Recovery is possible for people with substance use disorder and for their families! And those things are not dependent on one another.
I am a family member in long-term recovery from the effects of my son’s substance use disorder.
What that means to me is that I have found a way to recover, reclaim, and live my life, while also loving my son. It means that my happiness, peace of mind, and well-being do not depend on his. It means I have accepted that we are separate individuals each walking our own journey and I can honor our paths and our bond. I am grateful to walk alongside him and for the depth of love this journey has brought forward for us.
It means that I am committed to living life fully, to embracing my days and showing up for my life, even on days when my son has struggled...even on days when I am struggling. It means taking it one moment at a time, one step at a time. It means that I have practices that help me to practice self-care and to be mindfully present - which means that I meet myself where I am honestly - some days are better than others. I am devoted to true self care as I define it: to be true to and gentle with myself one moment at a time.

> [Work instruction]:
Copy out the text on family recovery from substance use disorder word for word, from start to finish.

Region pointing data:
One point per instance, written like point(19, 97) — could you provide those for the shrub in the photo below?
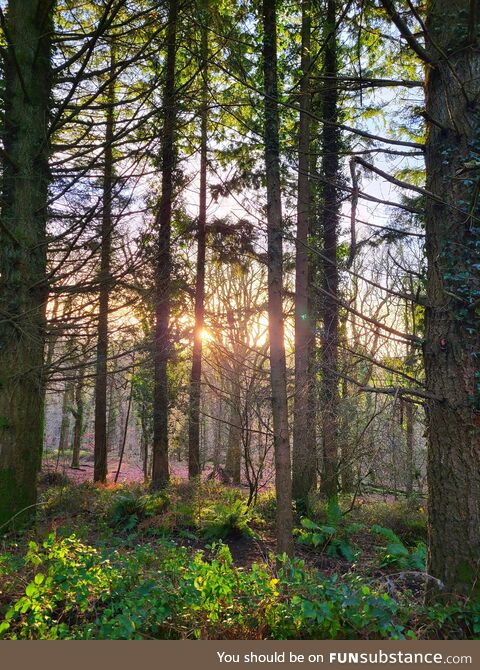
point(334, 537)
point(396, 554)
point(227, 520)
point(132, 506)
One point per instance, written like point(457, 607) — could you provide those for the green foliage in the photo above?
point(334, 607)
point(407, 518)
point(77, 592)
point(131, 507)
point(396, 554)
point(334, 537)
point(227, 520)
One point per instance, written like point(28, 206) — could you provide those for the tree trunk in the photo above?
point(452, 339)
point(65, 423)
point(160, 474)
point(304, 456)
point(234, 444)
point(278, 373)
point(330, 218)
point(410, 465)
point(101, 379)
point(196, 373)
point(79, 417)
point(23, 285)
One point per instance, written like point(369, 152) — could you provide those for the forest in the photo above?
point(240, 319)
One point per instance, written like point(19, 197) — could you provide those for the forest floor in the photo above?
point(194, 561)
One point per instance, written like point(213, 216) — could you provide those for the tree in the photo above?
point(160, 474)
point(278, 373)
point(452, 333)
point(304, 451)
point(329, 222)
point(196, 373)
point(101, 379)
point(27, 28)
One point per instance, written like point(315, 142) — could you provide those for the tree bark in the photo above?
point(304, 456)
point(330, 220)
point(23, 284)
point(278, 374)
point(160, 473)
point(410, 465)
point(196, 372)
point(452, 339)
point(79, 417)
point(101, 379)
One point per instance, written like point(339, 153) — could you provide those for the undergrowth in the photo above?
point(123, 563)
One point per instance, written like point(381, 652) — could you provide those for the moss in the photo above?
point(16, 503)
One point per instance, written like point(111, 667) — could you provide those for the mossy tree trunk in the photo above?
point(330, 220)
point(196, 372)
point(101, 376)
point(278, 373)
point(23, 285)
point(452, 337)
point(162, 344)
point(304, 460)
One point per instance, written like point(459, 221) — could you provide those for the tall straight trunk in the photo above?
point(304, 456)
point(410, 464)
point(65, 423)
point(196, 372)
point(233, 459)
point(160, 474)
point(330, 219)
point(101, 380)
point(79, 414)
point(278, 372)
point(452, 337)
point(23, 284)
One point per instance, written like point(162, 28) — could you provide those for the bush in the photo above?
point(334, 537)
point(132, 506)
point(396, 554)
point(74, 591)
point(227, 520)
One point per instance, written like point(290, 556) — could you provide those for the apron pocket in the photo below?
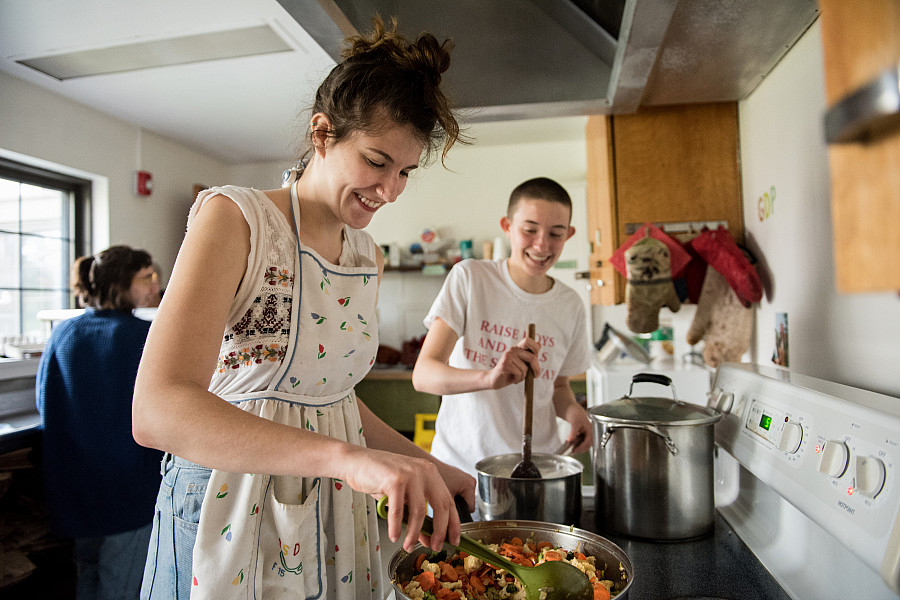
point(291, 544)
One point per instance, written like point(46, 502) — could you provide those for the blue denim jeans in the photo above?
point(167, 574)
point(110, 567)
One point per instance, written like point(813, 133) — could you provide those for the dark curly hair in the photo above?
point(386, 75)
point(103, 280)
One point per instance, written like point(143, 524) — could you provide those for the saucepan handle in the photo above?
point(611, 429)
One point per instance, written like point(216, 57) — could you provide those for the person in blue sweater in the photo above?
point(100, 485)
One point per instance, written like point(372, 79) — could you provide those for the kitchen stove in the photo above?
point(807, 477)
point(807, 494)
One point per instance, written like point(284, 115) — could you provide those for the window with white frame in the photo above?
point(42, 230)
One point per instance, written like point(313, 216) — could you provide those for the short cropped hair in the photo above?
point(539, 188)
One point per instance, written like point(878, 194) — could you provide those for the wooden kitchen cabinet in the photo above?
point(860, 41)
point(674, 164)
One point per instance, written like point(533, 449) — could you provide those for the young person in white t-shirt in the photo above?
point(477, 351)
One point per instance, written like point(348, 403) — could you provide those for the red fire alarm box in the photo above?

> [Exercise response]:
Recovery is possible for people with substance use disorder and for their families! And those things are not dependent on one another.
I am a family member in long-term recovery from the effects of my son’s substance use disorder.
What that means to me is that I have found a way to recover, reclaim, and live my life, while also loving my son. It means that my happiness, peace of mind, and well-being do not depend on his. It means I have accepted that we are separate individuals each walking our own journey and I can honor our paths and our bond. I am grateful to walk alongside him and for the depth of love this journey has brought forward for us.
It means that I am committed to living life fully, to embracing my days and showing up for my life, even on days when my son has struggled...even on days when I am struggling. It means taking it one moment at a time, one step at a time. It means that I have practices that help me to practice self-care and to be mindfully present - which means that I meet myself where I am honestly - some days are better than others. I am devoted to true self care as I define it: to be true to and gentle with myself one moment at a time.